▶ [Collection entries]
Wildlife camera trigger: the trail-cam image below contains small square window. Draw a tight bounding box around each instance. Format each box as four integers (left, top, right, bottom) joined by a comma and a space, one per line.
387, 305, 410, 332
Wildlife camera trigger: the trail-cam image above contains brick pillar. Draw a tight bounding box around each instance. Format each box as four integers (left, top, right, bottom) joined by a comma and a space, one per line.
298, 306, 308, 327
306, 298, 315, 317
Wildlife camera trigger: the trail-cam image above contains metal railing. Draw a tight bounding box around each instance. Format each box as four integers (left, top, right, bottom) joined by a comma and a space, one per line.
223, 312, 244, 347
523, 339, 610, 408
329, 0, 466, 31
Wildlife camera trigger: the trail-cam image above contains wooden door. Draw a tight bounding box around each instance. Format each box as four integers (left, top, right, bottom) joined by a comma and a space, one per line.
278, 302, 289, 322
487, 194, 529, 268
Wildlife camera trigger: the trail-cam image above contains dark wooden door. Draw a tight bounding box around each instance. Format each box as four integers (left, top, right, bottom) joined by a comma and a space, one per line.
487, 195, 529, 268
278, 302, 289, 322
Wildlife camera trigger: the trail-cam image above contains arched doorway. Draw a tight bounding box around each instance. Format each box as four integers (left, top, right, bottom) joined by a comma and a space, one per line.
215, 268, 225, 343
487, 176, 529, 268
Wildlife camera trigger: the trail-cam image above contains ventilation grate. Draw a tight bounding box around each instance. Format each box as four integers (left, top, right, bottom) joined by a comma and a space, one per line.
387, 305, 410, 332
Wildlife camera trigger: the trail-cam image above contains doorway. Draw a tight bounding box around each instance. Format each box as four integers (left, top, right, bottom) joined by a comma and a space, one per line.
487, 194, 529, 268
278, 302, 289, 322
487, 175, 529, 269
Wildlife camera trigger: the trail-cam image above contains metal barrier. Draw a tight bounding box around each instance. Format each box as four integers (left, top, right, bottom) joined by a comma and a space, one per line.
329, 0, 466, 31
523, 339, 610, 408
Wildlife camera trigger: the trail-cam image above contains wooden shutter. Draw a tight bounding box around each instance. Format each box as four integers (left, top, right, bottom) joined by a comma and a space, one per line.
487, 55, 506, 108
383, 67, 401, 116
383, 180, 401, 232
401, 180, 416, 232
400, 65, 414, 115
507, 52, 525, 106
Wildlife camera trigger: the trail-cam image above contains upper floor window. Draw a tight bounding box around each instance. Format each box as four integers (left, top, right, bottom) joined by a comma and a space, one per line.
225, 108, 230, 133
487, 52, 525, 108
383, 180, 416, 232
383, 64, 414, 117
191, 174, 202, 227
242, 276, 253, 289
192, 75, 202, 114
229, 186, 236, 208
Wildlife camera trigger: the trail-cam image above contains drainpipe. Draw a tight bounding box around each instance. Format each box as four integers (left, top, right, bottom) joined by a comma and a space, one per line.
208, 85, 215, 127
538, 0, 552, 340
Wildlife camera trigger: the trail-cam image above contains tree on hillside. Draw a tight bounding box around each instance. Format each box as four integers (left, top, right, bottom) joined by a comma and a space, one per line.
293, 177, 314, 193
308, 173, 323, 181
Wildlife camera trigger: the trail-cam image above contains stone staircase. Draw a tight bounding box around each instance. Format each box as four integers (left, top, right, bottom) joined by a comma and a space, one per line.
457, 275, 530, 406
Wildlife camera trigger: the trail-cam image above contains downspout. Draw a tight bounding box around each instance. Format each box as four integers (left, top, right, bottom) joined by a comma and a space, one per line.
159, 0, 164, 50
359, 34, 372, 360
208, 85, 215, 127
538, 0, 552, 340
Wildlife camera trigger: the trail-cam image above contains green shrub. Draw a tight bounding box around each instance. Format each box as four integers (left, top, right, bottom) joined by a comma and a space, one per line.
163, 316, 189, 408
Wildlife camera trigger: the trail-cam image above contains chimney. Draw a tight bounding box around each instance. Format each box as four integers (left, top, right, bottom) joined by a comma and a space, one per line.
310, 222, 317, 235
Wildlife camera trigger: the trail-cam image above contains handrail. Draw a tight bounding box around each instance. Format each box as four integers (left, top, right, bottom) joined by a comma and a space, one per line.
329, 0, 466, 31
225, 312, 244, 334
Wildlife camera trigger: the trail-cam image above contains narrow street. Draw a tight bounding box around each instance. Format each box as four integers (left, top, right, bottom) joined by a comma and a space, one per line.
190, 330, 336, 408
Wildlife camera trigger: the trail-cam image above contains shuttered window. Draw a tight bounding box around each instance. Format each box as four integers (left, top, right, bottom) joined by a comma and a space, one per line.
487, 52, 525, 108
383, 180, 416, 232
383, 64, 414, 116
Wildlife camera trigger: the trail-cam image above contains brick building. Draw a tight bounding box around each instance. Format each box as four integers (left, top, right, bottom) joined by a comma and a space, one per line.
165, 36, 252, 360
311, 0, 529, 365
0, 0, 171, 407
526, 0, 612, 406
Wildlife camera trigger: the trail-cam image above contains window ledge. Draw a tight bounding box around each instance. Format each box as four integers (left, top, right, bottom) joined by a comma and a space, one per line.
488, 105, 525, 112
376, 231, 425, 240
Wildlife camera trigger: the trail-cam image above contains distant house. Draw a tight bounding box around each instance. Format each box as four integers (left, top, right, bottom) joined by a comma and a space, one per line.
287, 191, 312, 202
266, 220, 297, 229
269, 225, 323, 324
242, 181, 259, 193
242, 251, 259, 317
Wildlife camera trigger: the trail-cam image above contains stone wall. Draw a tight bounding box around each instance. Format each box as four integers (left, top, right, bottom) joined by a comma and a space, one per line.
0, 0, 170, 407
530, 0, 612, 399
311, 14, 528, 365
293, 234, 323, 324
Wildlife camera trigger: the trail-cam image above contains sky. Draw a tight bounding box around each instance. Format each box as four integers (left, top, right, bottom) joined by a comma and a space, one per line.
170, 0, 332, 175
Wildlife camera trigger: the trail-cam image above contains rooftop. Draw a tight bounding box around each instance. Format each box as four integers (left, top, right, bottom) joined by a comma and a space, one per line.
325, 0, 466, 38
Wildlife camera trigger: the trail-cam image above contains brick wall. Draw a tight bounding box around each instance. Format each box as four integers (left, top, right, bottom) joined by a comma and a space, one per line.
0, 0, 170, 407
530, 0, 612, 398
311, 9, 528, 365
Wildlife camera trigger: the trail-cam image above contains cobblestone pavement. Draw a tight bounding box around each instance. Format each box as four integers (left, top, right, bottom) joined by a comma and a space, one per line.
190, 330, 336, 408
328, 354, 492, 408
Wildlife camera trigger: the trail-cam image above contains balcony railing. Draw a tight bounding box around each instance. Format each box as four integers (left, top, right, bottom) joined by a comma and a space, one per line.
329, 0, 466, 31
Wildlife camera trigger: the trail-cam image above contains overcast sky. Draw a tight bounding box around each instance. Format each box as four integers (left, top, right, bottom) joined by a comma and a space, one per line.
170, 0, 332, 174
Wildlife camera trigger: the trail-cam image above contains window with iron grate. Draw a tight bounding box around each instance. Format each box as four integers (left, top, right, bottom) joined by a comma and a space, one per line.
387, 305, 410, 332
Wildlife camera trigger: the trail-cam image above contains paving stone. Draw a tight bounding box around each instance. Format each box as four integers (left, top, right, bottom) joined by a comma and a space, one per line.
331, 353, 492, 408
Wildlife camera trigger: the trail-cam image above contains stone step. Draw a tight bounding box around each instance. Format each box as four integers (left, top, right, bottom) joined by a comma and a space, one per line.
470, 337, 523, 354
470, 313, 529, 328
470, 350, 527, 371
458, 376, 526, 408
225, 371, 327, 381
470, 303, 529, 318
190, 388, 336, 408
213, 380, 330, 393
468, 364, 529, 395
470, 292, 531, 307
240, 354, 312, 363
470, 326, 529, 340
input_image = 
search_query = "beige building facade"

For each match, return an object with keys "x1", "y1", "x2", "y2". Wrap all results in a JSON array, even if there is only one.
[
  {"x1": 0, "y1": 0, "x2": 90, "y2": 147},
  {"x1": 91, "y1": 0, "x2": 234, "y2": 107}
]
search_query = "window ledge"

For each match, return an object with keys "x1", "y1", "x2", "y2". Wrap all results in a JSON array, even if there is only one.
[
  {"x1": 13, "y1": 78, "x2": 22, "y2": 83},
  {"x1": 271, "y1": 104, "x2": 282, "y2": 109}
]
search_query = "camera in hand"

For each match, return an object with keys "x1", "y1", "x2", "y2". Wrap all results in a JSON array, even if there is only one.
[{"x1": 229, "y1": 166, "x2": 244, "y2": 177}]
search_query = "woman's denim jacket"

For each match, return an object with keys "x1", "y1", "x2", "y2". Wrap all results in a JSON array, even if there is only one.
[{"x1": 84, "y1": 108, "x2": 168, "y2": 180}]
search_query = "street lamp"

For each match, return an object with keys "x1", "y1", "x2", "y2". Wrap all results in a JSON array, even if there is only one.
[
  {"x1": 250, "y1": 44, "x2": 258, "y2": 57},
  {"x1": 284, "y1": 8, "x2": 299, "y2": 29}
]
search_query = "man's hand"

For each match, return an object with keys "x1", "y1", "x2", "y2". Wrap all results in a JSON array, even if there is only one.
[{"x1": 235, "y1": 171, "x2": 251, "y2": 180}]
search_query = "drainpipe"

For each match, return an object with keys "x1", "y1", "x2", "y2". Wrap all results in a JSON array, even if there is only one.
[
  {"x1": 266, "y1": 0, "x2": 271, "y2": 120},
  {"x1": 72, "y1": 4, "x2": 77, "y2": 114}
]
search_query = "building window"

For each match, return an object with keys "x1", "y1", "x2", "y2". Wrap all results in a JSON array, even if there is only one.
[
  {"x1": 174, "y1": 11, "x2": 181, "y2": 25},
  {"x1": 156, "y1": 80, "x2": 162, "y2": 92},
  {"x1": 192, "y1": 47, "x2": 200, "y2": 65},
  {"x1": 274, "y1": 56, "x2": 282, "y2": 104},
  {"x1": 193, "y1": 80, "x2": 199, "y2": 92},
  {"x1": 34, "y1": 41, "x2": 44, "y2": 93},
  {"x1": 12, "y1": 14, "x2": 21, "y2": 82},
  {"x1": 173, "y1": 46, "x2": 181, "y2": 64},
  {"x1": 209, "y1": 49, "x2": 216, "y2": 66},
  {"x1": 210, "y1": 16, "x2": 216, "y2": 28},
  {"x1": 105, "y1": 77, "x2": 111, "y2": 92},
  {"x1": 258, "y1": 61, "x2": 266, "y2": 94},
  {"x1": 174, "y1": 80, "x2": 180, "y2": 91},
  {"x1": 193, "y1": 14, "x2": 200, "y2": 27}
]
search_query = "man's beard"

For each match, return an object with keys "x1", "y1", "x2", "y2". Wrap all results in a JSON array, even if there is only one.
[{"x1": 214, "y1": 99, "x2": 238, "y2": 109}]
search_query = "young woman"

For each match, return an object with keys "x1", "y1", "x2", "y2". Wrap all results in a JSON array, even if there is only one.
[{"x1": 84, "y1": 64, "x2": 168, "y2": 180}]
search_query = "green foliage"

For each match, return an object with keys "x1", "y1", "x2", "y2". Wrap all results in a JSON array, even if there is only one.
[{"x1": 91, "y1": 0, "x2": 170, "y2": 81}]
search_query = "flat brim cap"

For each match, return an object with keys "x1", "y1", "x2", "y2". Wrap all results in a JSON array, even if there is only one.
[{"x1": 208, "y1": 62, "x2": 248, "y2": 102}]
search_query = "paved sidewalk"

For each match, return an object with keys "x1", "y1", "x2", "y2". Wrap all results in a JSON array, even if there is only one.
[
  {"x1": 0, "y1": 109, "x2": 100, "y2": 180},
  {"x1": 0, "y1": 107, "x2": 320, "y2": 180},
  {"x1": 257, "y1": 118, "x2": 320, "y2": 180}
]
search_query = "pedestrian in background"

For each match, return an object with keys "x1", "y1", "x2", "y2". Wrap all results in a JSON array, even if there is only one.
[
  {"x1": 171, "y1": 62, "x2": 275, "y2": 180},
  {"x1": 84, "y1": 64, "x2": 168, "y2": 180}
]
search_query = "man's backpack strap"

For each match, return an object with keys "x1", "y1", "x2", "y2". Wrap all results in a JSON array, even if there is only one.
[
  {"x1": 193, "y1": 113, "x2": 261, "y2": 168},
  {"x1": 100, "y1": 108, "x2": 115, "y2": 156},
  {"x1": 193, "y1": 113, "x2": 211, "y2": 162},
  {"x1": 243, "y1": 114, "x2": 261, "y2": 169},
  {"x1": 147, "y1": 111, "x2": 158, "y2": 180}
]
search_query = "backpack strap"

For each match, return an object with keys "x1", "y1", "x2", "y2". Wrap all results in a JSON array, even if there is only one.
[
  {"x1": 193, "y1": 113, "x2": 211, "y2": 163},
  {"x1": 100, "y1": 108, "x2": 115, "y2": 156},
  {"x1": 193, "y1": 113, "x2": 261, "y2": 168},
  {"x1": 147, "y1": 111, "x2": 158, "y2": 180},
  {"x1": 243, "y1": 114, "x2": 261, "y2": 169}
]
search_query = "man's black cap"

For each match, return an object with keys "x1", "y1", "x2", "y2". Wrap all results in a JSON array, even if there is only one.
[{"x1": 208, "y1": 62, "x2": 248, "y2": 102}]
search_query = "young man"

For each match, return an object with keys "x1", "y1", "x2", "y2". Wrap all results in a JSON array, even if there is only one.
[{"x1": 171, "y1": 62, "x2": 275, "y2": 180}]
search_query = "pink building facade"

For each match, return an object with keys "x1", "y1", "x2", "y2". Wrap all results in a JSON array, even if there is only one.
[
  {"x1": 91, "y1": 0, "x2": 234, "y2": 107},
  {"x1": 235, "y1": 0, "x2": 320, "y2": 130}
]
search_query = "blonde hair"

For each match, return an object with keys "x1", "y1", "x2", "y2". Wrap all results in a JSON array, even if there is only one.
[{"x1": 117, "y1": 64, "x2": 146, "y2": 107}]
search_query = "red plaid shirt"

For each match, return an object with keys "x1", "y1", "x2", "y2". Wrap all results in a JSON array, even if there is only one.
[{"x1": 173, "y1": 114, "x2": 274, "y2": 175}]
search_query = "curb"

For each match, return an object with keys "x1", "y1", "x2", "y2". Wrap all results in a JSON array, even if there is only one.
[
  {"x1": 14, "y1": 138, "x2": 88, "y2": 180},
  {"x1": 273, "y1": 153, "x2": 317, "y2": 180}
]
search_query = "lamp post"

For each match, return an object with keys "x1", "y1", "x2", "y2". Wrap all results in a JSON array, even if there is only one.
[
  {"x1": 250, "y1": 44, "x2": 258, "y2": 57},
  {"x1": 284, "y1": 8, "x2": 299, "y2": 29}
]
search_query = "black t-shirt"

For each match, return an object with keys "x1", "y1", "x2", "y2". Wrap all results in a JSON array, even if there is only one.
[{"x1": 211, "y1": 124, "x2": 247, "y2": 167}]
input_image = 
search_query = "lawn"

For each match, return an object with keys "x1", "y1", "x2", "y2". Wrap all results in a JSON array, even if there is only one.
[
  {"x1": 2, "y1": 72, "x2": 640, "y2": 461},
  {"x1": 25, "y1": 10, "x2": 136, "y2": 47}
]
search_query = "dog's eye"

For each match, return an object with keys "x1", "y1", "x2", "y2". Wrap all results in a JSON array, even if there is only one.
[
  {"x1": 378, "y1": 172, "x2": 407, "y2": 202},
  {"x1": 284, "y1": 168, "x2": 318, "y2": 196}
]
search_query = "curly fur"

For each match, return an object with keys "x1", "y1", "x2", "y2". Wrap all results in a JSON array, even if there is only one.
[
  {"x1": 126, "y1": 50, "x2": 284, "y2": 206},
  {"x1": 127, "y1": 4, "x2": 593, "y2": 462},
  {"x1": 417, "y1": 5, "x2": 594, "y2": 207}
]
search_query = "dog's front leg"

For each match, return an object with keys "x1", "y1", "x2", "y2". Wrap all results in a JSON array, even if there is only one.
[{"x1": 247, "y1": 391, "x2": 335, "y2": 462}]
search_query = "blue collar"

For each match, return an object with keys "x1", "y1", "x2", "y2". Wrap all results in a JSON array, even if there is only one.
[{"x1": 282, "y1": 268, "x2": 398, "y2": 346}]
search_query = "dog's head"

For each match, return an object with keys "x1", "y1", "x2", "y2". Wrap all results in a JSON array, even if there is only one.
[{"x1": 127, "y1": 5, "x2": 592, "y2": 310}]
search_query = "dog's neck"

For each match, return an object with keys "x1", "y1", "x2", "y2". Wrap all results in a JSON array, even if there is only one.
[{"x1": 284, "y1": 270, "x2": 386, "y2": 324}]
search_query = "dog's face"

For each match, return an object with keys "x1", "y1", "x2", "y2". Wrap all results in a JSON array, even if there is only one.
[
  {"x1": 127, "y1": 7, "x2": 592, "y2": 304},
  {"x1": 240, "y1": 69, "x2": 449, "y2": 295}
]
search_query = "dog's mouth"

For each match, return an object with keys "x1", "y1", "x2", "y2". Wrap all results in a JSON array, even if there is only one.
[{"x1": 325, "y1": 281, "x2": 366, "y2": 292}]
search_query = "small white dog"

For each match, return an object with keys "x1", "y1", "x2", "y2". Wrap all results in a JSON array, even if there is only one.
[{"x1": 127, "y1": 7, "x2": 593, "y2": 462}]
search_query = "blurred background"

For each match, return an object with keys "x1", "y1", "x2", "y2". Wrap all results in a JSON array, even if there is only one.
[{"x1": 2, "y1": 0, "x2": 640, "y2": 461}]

▶ [TASK GOAL] Rewrite the part that opens with the line containing "above contains chimney." and closes with the line containing "293, 234, 323, 324", changing "tight bounding box" to "snug bounding box" throughout and keeping everything else the same.

▶ [SOLVED PROBLEM]
Wildlife camera trigger: the trail-cam image above contains chimney. Draw a snug bounding box around each instance. Format each box as four integers (left, top, right, bottom) joined by a comma and a space, one per line.
310, 222, 317, 235
Wildlife camera trigger: the trail-cam image above contains handrail. Draw a snug bounding box around each instance. Format each box as four integers (left, top, right, bottom) joined by a comma and a space, one per line.
329, 0, 466, 31
225, 312, 244, 334
Wildlife camera trigger: the trail-cam image above contains narrow street. Draw a snug bounding box around each instance. Format each box as four integers (left, top, right, bottom) joined by a comma and a space, one per line.
190, 330, 336, 408
Wildlife camera trigger: the trail-cam image above contains shuttered window. Draw a snug bounding box around each instance. Format each box as four integers (left, top, right, bottom) joined by a comma and a space, one per line.
487, 52, 525, 108
383, 180, 416, 232
383, 64, 414, 116
Wildlife camera trigger: the trail-cam image above contains brick building. Draw a snug bounding box around each instance. Format each box as four integers (left, top, right, bottom) joined by a comma and a space, one per line.
165, 36, 252, 360
311, 0, 529, 365
0, 0, 171, 407
526, 0, 612, 406
Wildlife camera trigger: the trail-cam image above contains window ledge. Draw a snug bounding box around each instance. Format each box as four integers (left, top, right, bottom) joined by a comma and a space, one per line.
488, 105, 525, 112
376, 231, 425, 240
Wildlife camera trigger: the trail-cam image above contains distant house. Draw a snug bounding box around each instance. Format each box as four integers (left, top, right, bottom) joined by a comma and a space, one per line.
287, 191, 312, 202
266, 220, 297, 229
269, 225, 323, 324
242, 181, 259, 193
242, 251, 259, 317
Wildlife camera trigger: the trail-cam image above contains stone wall. Draw a snug bounding box around each instance. Format each box as four integers (left, top, right, bottom) joined by a comma and a space, one per line.
0, 0, 170, 407
530, 0, 612, 399
311, 14, 528, 365
293, 234, 323, 324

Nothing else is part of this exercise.